* WHAT THE TASK ASKS *
Set down, exactly as they stand, the lines from the one containing "pin: the train" through the last line of the records below, leaving every picture out.

* INFORMATION SHOWN *
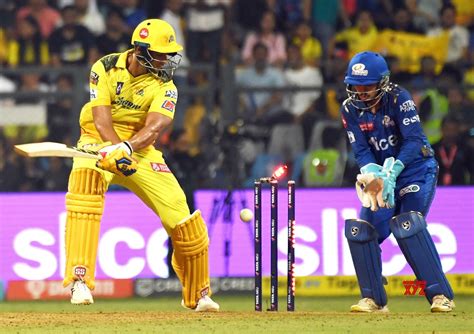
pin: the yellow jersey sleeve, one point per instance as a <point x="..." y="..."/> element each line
<point x="99" y="86"/>
<point x="165" y="99"/>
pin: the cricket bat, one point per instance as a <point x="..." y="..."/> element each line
<point x="51" y="149"/>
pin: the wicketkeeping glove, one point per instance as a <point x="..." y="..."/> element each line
<point x="118" y="159"/>
<point x="390" y="171"/>
<point x="369" y="191"/>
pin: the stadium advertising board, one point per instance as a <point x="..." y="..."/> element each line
<point x="133" y="243"/>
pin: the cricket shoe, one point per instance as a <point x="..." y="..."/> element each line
<point x="205" y="304"/>
<point x="368" y="305"/>
<point x="80" y="294"/>
<point x="442" y="304"/>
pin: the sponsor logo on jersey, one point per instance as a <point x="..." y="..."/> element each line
<point x="412" y="188"/>
<point x="359" y="69"/>
<point x="384" y="143"/>
<point x="94" y="78"/>
<point x="158" y="167"/>
<point x="143" y="33"/>
<point x="172" y="94"/>
<point x="118" y="90"/>
<point x="168" y="105"/>
<point x="344" y="122"/>
<point x="410" y="120"/>
<point x="387" y="121"/>
<point x="407" y="106"/>
<point x="127" y="104"/>
<point x="351" y="136"/>
<point x="93" y="94"/>
<point x="367" y="126"/>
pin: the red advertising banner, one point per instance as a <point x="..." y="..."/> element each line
<point x="54" y="290"/>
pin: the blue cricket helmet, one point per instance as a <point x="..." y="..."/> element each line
<point x="366" y="68"/>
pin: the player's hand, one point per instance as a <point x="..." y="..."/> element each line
<point x="117" y="159"/>
<point x="390" y="171"/>
<point x="110" y="148"/>
<point x="369" y="191"/>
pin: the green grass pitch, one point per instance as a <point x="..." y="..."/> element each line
<point x="165" y="315"/>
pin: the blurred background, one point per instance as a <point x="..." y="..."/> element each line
<point x="260" y="84"/>
<point x="261" y="81"/>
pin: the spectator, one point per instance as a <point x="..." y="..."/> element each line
<point x="261" y="106"/>
<point x="310" y="47"/>
<point x="133" y="13"/>
<point x="59" y="112"/>
<point x="358" y="38"/>
<point x="47" y="17"/>
<point x="205" y="24"/>
<point x="28" y="48"/>
<point x="324" y="16"/>
<point x="396" y="73"/>
<point x="456" y="161"/>
<point x="89" y="16"/>
<point x="72" y="44"/>
<point x="403" y="21"/>
<point x="302" y="104"/>
<point x="460" y="107"/>
<point x="172" y="15"/>
<point x="427" y="76"/>
<point x="425" y="13"/>
<point x="56" y="175"/>
<point x="458" y="35"/>
<point x="267" y="35"/>
<point x="115" y="38"/>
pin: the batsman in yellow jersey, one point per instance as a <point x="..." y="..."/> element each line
<point x="132" y="99"/>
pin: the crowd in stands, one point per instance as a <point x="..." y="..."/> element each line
<point x="289" y="59"/>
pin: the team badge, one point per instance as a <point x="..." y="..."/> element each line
<point x="351" y="136"/>
<point x="412" y="188"/>
<point x="144" y="33"/>
<point x="354" y="230"/>
<point x="93" y="94"/>
<point x="344" y="122"/>
<point x="168" y="105"/>
<point x="157" y="167"/>
<point x="406" y="225"/>
<point x="118" y="90"/>
<point x="172" y="94"/>
<point x="367" y="126"/>
<point x="387" y="121"/>
<point x="359" y="69"/>
<point x="94" y="78"/>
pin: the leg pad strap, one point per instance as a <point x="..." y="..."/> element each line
<point x="366" y="256"/>
<point x="420" y="252"/>
<point x="191" y="258"/>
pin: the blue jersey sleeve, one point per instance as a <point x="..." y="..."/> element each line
<point x="360" y="145"/>
<point x="412" y="135"/>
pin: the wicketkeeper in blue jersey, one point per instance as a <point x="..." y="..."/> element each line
<point x="396" y="185"/>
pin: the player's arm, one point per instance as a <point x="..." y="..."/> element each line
<point x="410" y="128"/>
<point x="159" y="116"/>
<point x="360" y="145"/>
<point x="100" y="101"/>
<point x="103" y="123"/>
<point x="154" y="125"/>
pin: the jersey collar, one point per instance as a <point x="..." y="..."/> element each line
<point x="122" y="61"/>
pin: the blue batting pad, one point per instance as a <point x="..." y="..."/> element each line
<point x="420" y="252"/>
<point x="366" y="256"/>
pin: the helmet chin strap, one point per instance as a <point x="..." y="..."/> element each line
<point x="166" y="71"/>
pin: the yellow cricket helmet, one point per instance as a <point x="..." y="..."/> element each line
<point x="157" y="36"/>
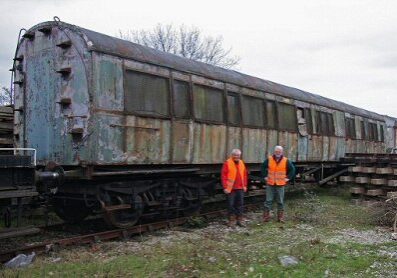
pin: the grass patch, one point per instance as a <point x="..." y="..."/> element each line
<point x="215" y="250"/>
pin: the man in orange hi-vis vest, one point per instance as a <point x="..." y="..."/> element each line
<point x="277" y="170"/>
<point x="234" y="181"/>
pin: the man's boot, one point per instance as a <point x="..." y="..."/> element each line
<point x="266" y="216"/>
<point x="240" y="221"/>
<point x="232" y="221"/>
<point x="280" y="216"/>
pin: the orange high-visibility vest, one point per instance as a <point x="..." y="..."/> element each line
<point x="232" y="174"/>
<point x="277" y="172"/>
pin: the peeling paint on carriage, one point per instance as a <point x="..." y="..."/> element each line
<point x="254" y="144"/>
<point x="209" y="143"/>
<point x="107" y="134"/>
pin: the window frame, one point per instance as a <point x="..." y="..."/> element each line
<point x="243" y="117"/>
<point x="274" y="103"/>
<point x="238" y="97"/>
<point x="278" y="117"/>
<point x="190" y="102"/>
<point x="347" y="134"/>
<point x="205" y="121"/>
<point x="148" y="114"/>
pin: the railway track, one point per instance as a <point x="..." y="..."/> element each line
<point x="125" y="233"/>
<point x="209" y="211"/>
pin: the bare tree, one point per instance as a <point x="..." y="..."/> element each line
<point x="5" y="96"/>
<point x="184" y="41"/>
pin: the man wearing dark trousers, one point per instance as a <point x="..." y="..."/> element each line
<point x="234" y="181"/>
<point x="277" y="171"/>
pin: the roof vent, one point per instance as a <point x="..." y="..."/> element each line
<point x="28" y="35"/>
<point x="45" y="30"/>
<point x="65" y="44"/>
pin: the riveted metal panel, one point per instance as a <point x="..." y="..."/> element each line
<point x="254" y="141"/>
<point x="108" y="86"/>
<point x="109" y="147"/>
<point x="341" y="147"/>
<point x="289" y="141"/>
<point x="182" y="141"/>
<point x="272" y="141"/>
<point x="234" y="140"/>
<point x="315" y="148"/>
<point x="147" y="140"/>
<point x="326" y="142"/>
<point x="303" y="144"/>
<point x="209" y="143"/>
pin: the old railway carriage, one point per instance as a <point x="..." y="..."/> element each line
<point x="136" y="131"/>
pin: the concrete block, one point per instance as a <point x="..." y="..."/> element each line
<point x="368" y="170"/>
<point x="374" y="192"/>
<point x="391" y="194"/>
<point x="392" y="183"/>
<point x="384" y="171"/>
<point x="378" y="181"/>
<point x="362" y="180"/>
<point x="346" y="179"/>
<point x="357" y="190"/>
<point x="357" y="169"/>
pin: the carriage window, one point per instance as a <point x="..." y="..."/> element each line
<point x="350" y="128"/>
<point x="373" y="132"/>
<point x="271" y="114"/>
<point x="233" y="109"/>
<point x="309" y="120"/>
<point x="364" y="133"/>
<point x="318" y="122"/>
<point x="330" y="125"/>
<point x="146" y="94"/>
<point x="181" y="99"/>
<point x="287" y="117"/>
<point x="323" y="123"/>
<point x="382" y="135"/>
<point x="208" y="103"/>
<point x="253" y="111"/>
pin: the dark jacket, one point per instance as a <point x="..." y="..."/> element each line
<point x="290" y="169"/>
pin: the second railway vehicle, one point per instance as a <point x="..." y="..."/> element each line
<point x="129" y="130"/>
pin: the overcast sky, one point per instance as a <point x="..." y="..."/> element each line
<point x="345" y="50"/>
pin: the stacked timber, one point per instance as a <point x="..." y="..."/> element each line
<point x="6" y="126"/>
<point x="371" y="176"/>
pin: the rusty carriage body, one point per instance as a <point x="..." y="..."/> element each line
<point x="133" y="130"/>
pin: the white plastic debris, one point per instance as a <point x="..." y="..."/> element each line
<point x="21" y="260"/>
<point x="288" y="260"/>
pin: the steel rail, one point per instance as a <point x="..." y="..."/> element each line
<point x="46" y="246"/>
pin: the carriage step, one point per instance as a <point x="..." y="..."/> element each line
<point x="117" y="207"/>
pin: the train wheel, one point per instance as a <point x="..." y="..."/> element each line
<point x="7" y="217"/>
<point x="192" y="204"/>
<point x="71" y="211"/>
<point x="121" y="213"/>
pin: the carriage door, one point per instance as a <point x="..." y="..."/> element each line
<point x="303" y="132"/>
<point x="182" y="125"/>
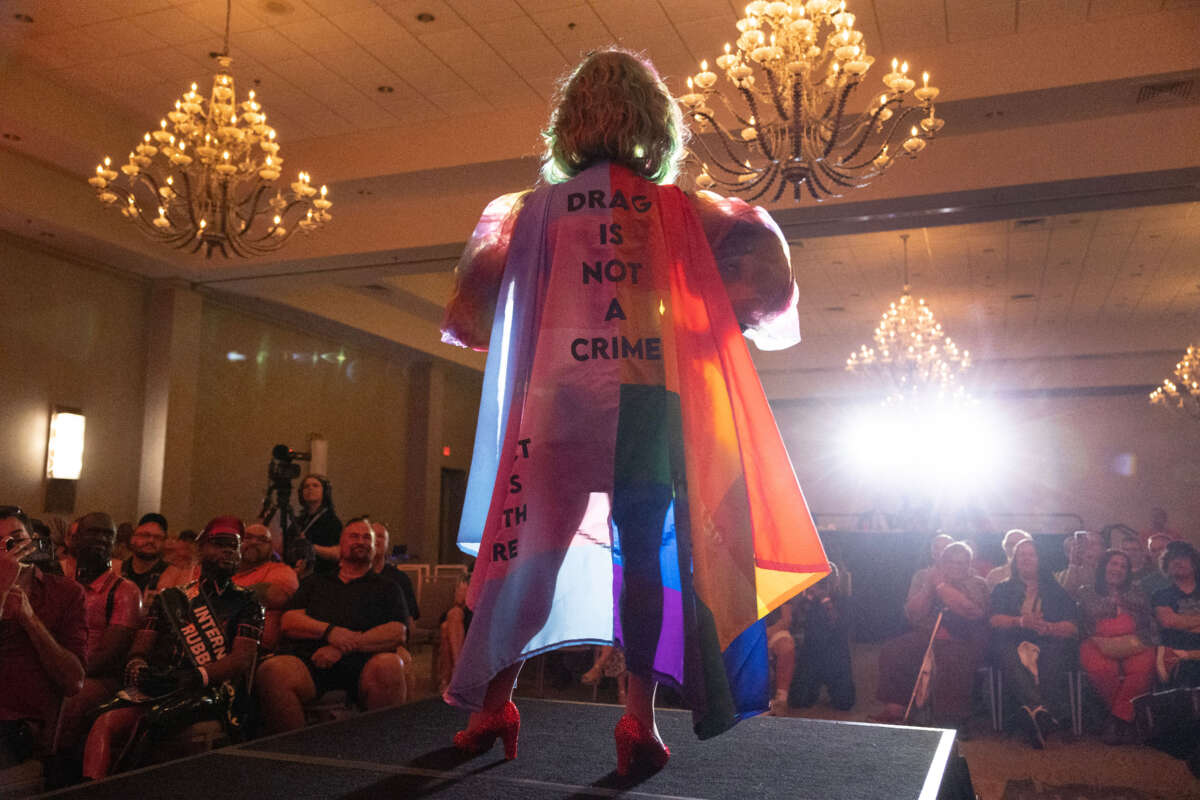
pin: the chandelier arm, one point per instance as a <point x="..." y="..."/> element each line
<point x="725" y="138"/>
<point x="775" y="94"/>
<point x="815" y="182"/>
<point x="797" y="120"/>
<point x="837" y="122"/>
<point x="837" y="176"/>
<point x="862" y="140"/>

* RESULT FOR THIS TASK *
pin: the train wheel, one point per instance as a <point x="..." y="..."/> element each line
<point x="7" y="217"/>
<point x="192" y="204"/>
<point x="71" y="211"/>
<point x="121" y="213"/>
pin: the carriage door, one point per instance as a <point x="..." y="..."/> element each line
<point x="303" y="132"/>
<point x="182" y="125"/>
pin: the chandelier arm, one point per instance as a <point x="..." y="..."/> element each line
<point x="725" y="138"/>
<point x="775" y="94"/>
<point x="815" y="182"/>
<point x="797" y="120"/>
<point x="837" y="122"/>
<point x="837" y="176"/>
<point x="862" y="140"/>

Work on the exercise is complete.